**WHAT TO DO**
After locating "Where can the golden" in the listing below, copy that line and each one after it exactly, ending with the line that has "Where can the glass".

·····

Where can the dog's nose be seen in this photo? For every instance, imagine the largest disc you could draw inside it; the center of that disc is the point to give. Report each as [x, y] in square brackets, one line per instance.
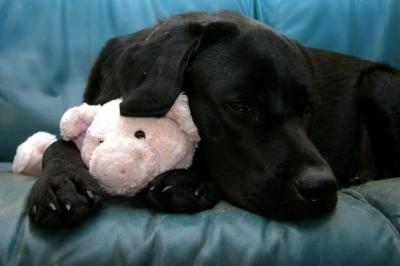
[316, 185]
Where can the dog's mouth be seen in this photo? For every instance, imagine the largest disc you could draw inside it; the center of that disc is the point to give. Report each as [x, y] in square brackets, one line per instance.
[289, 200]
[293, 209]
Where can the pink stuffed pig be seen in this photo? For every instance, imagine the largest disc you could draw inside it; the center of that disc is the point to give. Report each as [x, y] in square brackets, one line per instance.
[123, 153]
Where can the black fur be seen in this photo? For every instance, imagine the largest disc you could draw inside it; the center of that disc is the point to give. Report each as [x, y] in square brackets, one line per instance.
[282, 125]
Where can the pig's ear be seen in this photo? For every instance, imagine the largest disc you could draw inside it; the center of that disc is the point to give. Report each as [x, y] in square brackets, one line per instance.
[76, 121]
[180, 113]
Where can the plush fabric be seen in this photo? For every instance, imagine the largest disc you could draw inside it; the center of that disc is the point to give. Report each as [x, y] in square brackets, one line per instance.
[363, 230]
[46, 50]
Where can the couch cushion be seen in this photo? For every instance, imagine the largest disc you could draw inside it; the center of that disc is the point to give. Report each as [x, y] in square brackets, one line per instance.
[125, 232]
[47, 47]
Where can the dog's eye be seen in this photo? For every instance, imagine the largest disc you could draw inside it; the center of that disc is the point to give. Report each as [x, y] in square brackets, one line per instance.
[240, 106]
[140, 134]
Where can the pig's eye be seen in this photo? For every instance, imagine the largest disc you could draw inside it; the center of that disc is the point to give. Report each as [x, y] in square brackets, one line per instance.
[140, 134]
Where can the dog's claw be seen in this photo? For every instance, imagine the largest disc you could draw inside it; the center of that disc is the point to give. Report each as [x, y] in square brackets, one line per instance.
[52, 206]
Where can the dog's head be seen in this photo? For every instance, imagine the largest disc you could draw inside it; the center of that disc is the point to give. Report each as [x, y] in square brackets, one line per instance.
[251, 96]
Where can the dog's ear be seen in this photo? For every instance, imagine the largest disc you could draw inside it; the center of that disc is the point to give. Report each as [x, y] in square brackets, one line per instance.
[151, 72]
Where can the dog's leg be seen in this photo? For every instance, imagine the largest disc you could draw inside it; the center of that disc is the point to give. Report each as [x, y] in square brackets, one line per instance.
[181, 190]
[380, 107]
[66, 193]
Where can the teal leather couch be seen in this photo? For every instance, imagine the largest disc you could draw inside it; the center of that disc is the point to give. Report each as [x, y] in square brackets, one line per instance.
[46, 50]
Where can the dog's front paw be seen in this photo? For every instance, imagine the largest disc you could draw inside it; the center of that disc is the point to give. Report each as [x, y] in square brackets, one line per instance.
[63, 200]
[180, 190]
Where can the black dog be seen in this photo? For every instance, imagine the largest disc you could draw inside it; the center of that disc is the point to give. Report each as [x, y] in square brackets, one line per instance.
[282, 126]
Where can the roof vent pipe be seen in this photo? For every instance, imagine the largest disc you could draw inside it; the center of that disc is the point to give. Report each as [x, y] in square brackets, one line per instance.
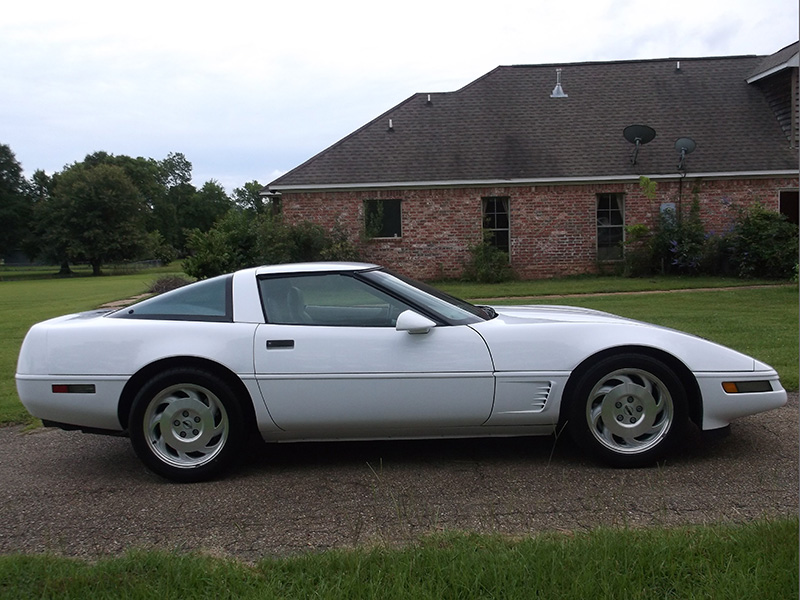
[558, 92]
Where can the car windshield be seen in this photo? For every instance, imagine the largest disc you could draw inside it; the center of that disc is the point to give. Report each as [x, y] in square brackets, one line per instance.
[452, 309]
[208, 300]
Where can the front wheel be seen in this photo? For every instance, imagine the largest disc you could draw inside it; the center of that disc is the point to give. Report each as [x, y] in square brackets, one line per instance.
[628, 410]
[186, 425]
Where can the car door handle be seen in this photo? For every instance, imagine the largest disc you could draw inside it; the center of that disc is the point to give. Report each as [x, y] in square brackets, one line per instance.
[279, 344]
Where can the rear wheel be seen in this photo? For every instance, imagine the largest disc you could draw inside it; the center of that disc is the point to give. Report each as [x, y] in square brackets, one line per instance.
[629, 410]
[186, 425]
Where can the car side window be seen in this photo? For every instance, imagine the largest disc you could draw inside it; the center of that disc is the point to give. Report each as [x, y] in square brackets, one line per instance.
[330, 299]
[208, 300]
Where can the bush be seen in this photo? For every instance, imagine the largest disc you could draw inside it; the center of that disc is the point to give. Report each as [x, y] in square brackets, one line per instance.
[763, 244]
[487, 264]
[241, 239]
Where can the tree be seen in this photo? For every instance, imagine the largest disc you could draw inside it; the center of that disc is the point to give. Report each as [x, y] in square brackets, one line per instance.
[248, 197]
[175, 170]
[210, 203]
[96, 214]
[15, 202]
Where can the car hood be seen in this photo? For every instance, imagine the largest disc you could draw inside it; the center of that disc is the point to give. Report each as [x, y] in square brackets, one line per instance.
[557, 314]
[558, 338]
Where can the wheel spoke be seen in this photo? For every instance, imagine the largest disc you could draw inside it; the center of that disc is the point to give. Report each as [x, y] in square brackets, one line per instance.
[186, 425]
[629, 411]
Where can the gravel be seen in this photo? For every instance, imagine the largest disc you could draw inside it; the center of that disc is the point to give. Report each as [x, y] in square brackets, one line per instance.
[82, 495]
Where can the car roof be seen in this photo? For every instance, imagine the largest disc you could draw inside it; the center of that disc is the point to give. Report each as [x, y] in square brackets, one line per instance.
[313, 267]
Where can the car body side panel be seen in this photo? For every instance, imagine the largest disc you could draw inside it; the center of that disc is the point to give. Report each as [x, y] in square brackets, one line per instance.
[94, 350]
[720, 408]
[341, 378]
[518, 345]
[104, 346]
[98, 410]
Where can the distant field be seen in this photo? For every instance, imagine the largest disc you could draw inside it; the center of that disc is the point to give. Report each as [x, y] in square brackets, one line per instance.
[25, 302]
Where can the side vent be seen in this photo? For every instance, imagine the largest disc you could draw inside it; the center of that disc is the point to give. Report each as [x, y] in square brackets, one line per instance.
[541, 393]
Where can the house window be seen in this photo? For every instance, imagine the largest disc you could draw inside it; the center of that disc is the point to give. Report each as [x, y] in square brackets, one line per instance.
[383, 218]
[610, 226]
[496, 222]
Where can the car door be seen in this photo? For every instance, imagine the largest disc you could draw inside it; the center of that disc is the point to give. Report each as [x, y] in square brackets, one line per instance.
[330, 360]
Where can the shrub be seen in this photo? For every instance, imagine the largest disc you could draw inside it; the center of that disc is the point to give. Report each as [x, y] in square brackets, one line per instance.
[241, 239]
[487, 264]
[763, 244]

·····

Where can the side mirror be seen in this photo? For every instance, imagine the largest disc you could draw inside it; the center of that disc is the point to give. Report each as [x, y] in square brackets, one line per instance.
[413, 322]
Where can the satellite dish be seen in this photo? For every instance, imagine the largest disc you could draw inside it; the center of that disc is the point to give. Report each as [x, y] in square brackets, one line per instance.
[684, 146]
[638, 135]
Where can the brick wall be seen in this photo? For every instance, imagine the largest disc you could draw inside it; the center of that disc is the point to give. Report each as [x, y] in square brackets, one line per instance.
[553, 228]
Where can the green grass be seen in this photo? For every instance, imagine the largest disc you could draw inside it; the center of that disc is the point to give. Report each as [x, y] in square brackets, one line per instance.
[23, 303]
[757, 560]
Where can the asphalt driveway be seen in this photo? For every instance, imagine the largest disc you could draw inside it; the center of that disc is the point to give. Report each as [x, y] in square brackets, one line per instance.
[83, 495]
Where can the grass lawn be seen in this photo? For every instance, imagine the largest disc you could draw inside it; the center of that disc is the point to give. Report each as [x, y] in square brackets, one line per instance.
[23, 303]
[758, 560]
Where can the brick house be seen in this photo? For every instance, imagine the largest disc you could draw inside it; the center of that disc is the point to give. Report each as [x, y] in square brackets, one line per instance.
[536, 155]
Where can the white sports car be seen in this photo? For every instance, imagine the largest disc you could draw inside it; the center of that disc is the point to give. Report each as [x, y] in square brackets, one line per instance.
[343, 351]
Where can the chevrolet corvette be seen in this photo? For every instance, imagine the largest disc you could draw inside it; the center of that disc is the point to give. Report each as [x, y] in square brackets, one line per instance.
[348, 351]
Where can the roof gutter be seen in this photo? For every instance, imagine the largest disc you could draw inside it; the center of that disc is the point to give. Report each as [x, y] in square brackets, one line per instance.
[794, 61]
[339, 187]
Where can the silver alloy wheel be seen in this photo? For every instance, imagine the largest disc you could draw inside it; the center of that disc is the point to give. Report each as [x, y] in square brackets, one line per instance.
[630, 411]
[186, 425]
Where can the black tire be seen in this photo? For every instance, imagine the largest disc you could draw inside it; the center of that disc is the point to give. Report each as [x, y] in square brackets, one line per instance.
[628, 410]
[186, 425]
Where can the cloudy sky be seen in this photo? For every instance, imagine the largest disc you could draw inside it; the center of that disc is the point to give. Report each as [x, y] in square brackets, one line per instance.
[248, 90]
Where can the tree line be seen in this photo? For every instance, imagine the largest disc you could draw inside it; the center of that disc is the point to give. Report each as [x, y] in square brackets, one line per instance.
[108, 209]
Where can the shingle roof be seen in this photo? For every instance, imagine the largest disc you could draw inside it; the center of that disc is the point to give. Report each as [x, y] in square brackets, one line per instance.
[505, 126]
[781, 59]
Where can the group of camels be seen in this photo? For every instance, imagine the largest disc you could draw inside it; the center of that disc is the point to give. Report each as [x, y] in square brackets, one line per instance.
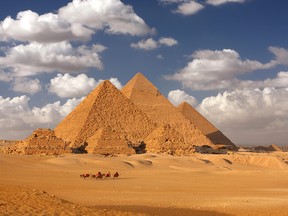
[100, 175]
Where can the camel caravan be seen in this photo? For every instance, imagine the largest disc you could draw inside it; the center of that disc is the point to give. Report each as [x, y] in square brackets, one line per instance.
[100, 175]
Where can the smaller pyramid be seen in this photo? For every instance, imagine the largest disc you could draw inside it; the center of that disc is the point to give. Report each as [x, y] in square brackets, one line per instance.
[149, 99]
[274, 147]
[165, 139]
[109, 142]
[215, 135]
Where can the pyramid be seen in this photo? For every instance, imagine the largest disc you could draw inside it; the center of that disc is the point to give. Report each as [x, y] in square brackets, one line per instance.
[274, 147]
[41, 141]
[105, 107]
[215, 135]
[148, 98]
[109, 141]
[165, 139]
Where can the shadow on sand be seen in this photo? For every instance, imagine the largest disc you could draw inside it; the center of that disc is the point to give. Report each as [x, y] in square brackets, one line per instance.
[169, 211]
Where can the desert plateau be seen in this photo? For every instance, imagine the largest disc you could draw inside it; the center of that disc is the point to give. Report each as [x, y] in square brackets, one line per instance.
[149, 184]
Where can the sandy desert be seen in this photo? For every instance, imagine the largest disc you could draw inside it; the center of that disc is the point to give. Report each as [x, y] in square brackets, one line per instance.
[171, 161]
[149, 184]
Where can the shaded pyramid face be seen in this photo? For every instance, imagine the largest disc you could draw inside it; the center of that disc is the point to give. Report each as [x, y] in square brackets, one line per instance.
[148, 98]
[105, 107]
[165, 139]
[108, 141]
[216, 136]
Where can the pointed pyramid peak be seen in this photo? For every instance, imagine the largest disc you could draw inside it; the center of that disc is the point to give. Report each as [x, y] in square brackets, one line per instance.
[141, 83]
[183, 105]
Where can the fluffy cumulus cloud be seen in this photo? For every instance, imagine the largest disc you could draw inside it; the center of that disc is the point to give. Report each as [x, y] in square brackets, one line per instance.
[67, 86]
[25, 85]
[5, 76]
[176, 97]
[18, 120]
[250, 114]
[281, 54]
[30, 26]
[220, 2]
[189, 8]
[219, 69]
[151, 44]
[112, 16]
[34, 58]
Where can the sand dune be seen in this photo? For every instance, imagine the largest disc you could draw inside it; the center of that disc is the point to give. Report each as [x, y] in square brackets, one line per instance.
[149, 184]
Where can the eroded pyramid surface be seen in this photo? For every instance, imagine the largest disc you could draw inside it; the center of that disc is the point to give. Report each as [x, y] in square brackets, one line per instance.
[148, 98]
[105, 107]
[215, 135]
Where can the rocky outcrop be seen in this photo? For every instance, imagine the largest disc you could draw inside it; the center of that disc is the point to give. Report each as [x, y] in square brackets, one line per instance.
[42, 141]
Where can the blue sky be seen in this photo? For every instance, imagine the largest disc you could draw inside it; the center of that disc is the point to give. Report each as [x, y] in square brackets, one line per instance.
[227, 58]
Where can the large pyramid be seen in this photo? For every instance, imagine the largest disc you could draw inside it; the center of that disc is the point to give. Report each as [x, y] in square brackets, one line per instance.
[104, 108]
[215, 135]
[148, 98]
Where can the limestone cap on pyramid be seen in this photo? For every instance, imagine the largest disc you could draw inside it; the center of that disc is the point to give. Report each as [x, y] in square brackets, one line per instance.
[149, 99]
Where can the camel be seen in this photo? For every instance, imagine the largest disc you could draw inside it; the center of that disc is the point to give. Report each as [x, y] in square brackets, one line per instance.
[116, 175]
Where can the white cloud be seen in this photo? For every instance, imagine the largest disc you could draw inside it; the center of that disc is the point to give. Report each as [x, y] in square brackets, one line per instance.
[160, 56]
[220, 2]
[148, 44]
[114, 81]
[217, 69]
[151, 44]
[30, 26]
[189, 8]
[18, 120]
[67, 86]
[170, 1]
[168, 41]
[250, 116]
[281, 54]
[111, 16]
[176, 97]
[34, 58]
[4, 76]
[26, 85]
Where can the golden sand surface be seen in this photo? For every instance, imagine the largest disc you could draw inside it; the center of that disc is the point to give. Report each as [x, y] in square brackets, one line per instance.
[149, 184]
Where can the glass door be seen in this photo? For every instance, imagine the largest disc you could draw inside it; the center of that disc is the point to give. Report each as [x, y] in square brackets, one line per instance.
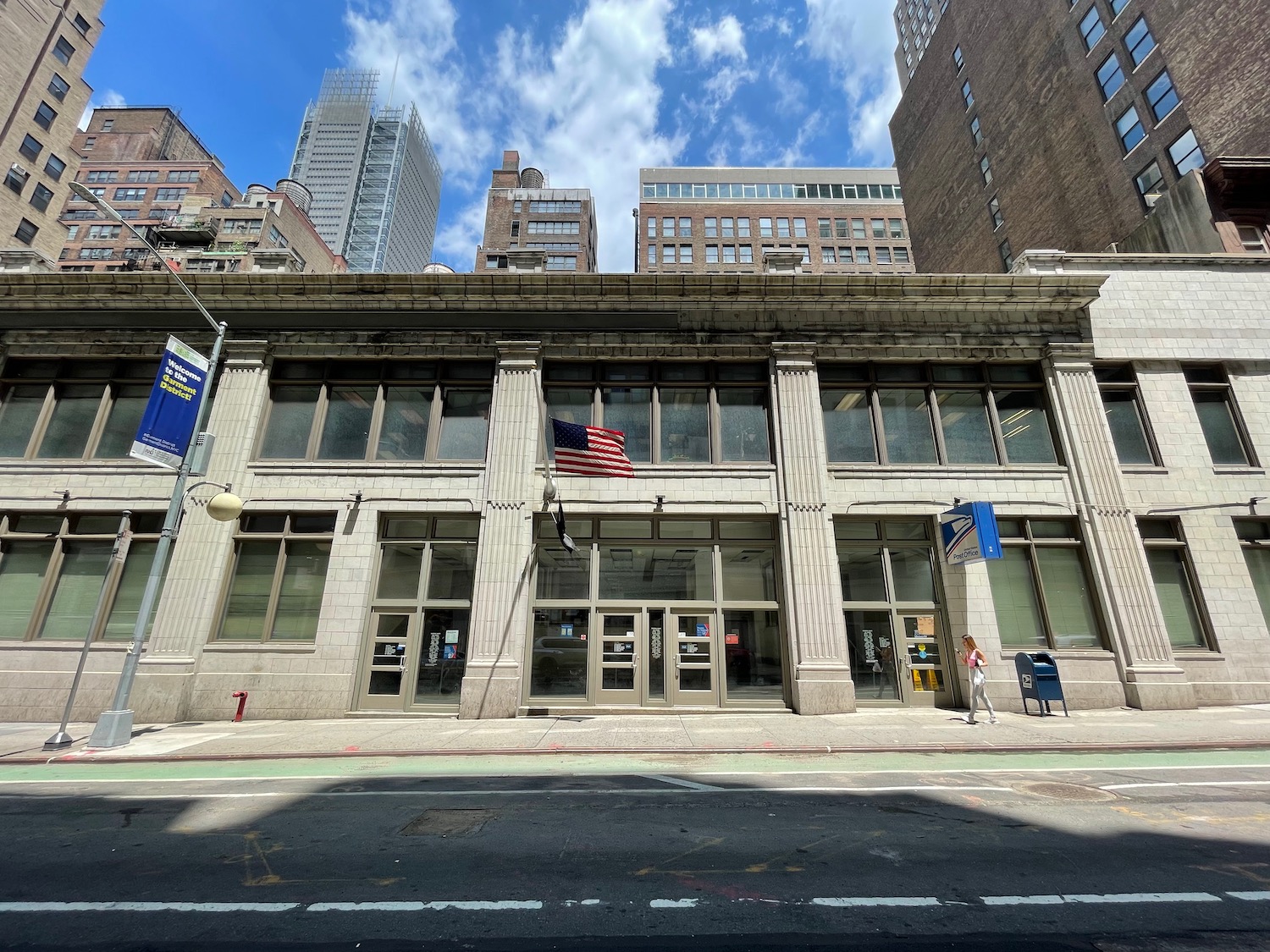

·····

**RESPONSE TO THIS TASK**
Where can the golden sand surface be seen in this photo? For every instance, imagine the largest disc you could draw inside it; the center of that disc is the point to give. Report each as [x, y] in square brackets, one line per instance.
[149, 184]
Where can the glass door be seen in this photo? For every instance, imagine the largest disc you could draw inside it; the center of that disc is the point to give. Report each as [x, y] in square brackets, one line per instance.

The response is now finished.